Dataset records
····················
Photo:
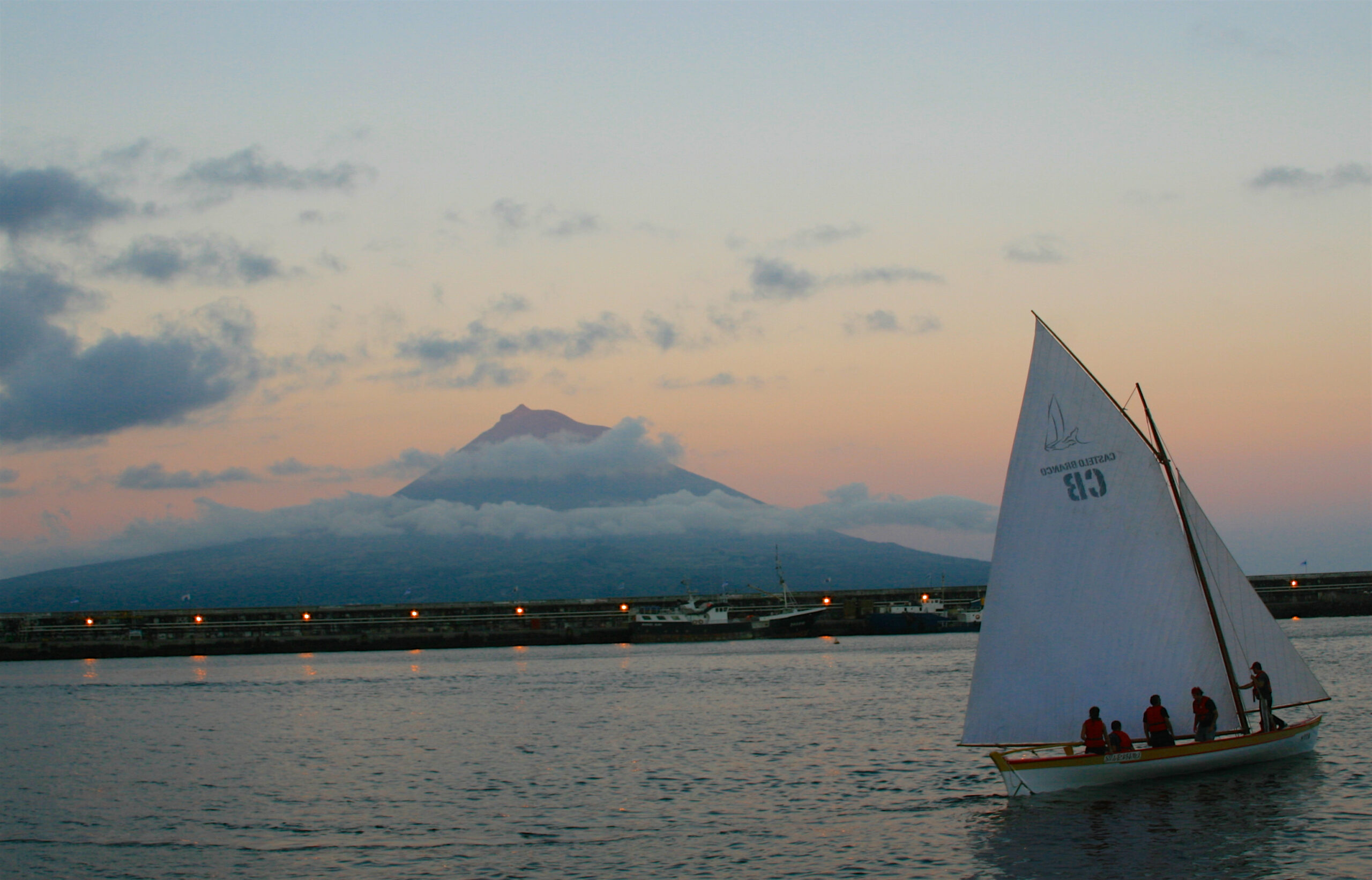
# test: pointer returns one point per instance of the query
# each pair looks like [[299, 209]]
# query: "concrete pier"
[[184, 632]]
····················
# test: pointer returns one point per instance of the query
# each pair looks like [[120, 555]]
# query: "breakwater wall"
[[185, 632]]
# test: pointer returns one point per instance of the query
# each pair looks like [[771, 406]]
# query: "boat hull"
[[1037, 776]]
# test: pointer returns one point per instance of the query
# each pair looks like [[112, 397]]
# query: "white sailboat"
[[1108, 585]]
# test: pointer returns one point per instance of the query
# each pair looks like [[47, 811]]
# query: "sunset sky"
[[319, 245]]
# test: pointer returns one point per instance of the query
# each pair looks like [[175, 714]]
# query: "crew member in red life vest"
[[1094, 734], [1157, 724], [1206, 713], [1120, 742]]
····················
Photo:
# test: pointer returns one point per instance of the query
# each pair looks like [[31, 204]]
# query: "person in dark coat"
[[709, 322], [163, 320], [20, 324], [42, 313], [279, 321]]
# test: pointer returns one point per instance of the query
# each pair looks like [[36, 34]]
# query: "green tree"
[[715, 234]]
····················
#### WHAT YOU HAVE TO DO:
Identify every line in the rows above that contains the string "looks", with matching case, and copy each of those lines in full.

#### COMPLETE OUTPUT:
# each pair looks like [[299, 209]]
# each pair looks like [[120, 555]]
# each pair looks like [[771, 406]]
# each pair looks like [[112, 397]]
# each pair looks like [[47, 811]]
# each pair looks like [[175, 714]]
# each pair looks like [[31, 204]]
# each pair looks like [[36, 34]]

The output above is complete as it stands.